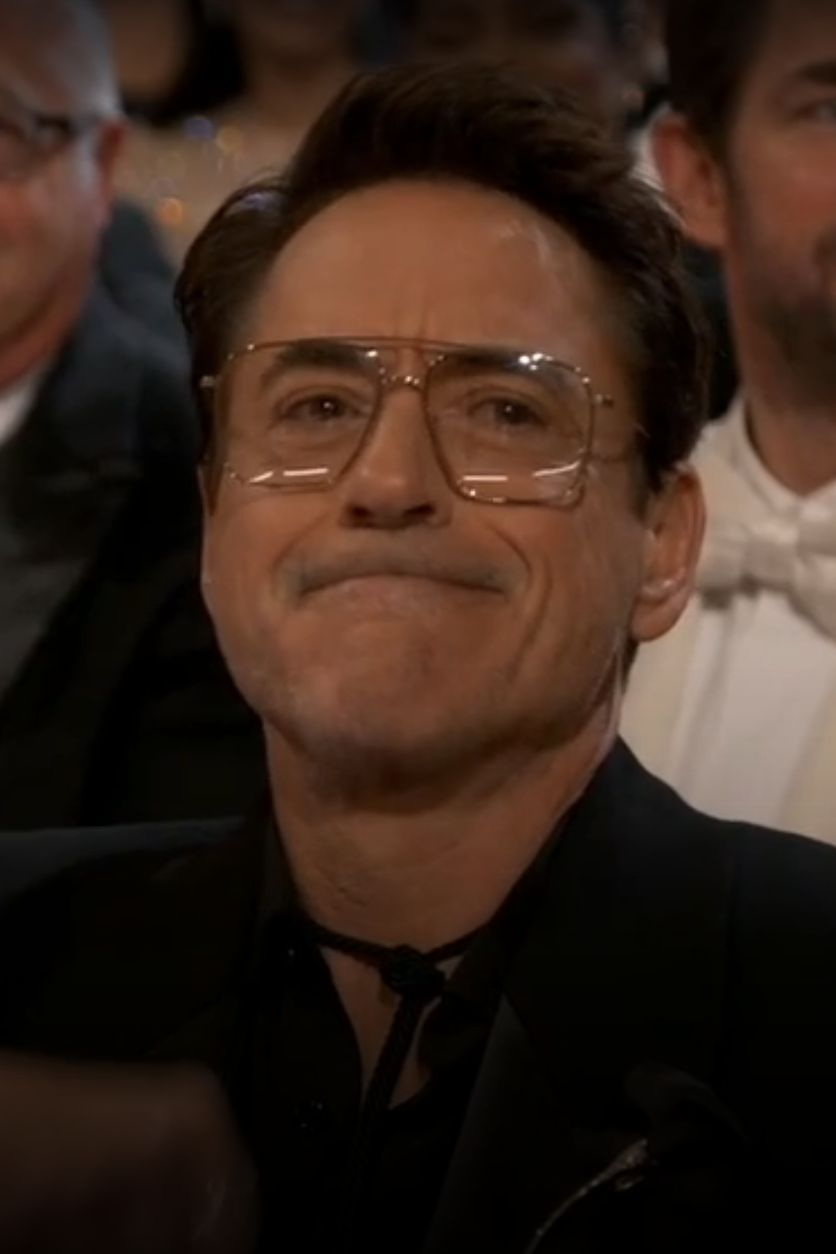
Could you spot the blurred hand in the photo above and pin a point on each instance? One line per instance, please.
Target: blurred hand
(109, 1160)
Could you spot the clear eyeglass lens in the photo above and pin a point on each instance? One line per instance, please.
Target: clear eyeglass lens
(513, 428)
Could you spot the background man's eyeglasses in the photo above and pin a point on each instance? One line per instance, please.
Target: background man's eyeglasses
(29, 137)
(506, 426)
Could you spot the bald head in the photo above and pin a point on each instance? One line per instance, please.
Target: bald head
(55, 54)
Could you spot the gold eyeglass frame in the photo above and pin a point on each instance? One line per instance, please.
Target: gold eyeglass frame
(434, 354)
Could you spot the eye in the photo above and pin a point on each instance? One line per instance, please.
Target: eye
(820, 110)
(316, 408)
(506, 411)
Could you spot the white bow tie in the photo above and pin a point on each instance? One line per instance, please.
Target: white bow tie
(746, 544)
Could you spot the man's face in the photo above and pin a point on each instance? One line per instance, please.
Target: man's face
(776, 181)
(53, 213)
(518, 626)
(558, 43)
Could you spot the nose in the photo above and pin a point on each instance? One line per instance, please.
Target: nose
(396, 480)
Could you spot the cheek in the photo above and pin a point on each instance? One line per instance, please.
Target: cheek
(785, 178)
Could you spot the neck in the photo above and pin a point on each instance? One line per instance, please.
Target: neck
(792, 424)
(799, 449)
(426, 869)
(291, 98)
(34, 344)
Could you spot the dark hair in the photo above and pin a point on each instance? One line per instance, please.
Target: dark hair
(484, 127)
(711, 45)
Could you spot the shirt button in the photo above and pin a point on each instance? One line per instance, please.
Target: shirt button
(312, 1119)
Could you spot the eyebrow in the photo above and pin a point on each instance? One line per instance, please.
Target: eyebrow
(331, 354)
(814, 74)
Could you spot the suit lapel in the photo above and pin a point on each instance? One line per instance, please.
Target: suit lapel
(97, 410)
(178, 929)
(622, 967)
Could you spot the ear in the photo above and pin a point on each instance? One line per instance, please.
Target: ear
(693, 179)
(676, 521)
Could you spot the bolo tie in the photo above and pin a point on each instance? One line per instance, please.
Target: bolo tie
(415, 977)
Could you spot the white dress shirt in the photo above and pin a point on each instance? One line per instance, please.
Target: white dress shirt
(15, 404)
(757, 685)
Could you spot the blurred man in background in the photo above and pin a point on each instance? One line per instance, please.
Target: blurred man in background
(99, 613)
(737, 707)
(580, 45)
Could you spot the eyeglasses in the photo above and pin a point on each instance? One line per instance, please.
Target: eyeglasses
(506, 426)
(28, 137)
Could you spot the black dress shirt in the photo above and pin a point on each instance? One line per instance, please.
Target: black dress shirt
(298, 1085)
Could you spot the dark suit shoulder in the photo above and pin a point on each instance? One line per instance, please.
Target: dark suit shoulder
(69, 859)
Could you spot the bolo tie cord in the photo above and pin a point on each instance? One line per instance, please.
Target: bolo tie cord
(415, 977)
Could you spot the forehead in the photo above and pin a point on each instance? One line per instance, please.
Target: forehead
(36, 70)
(444, 262)
(796, 35)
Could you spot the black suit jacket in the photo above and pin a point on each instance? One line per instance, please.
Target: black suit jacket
(661, 1074)
(123, 711)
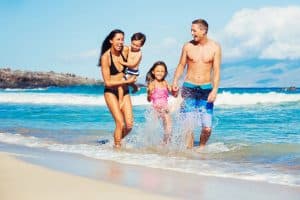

The problem: Quote everything in the listing above exactly; pictures are the only thing to omit.

Result for this task:
Could you spot the blurred hand in the photo above and pin a point on each instance? One line per instance, please.
Target: blurred hand
(109, 1160)
Could you spot the clear eyeglass lens in the photo above and pin a point on each instance? One line per instance, please.
Target: clear eyeglass lens
(513, 428)
Could you spot the background man's eyeglasses in the photo above and pin a point on each instance? One line per instance, please.
Target: background man's eyeglasses
(29, 137)
(506, 426)
Could you spot the bald head in the photo above and pin a point on each instance? One line per instance, please.
Target: bald head
(55, 54)
Could you spot the gold eyeglass frame in the photo above and pin a point on each instance? One line per instance, please.
Target: gold eyeglass frame
(434, 354)
Could you spot the eye in the photo above and pin a point on each instance? One line per instance, please.
Target: eye
(820, 110)
(316, 408)
(506, 411)
Could you spot the white bow tie in the photo above and pin a point on each instance? One line per instance, please.
Target: white bow tie
(746, 544)
Could you spot the man's face in the photo above and pin a point on each instance? One line per instance, please.
Target: man's face
(776, 181)
(53, 213)
(518, 626)
(558, 43)
Could you spot the nose in the photo above and pin a point on each instance? One line per instance, please.
Target: nose
(396, 480)
Could you spot the cheek in the photo above and pin a point on each instance? One line per instance, please.
Target: cheek
(785, 178)
Could you spot the neck in the photo above and pin a point on each instance? One line per instance, please.
Target: neck
(792, 424)
(799, 449)
(426, 869)
(291, 98)
(34, 344)
Could you spot the dark hair in the photo above and pin a point on each instance? One line per instance, please.
Target: dark hair
(484, 127)
(711, 45)
Could you spot the shirt button in the photo above and pin a point on each instance? One line per instance, please.
Target: shirt button
(312, 1119)
Could you spot the eyebrow in the photo above and pin a point on each instance? One line per instance, please.
Target: eyebrow
(331, 354)
(814, 74)
Could you spot the suit lapel in the photo above and pin a point on each instance? One line per instance, please.
Target: suit lapel
(97, 410)
(178, 929)
(622, 967)
Could you spot the ear in the photo above and pin a point on each instance? One line per instance, please.
Target: ear
(693, 179)
(676, 521)
Could you spot the bolo tie in the photo above and pin a point on each instance? One line per instance, please.
Target: bolo tie
(415, 977)
Could you spot the white dress shirt in the photo above and pin a point on each instance? One line per instance, please.
Target: white dress shirt
(15, 404)
(757, 685)
Could you spot the blurred man in background in the photo above and pin a point on each instance? One line per instance, please.
Target: blurred man in background
(99, 613)
(737, 707)
(580, 45)
Could you spot the eyeglasses in the photo above and pin a point on each instance? One line per instance, please.
Target: eyeglasses
(506, 426)
(28, 137)
Could you spot the black dress shirt in the photo above and pin a point on each instance? One line per instance, please.
Target: black dress shirt
(298, 1085)
Could you spot the dark suit shoulder in the photo above and pin a point on each instance? One line per instance, please.
Target: dark suit shoulder
(69, 859)
Could you spot the bolo tie cord in the photo above and pin a point on each instance? One line per instance, please.
Target: bolo tie cord
(415, 977)
Could you spot the forehead in the photo above and pin a point on each instance? One line per instance, please.
Target: forehead
(36, 70)
(444, 262)
(796, 35)
Could you spot the black suit jacket in the photo above and pin a point on each instance? One line per instance, please.
Target: black suit jacket
(661, 1074)
(123, 711)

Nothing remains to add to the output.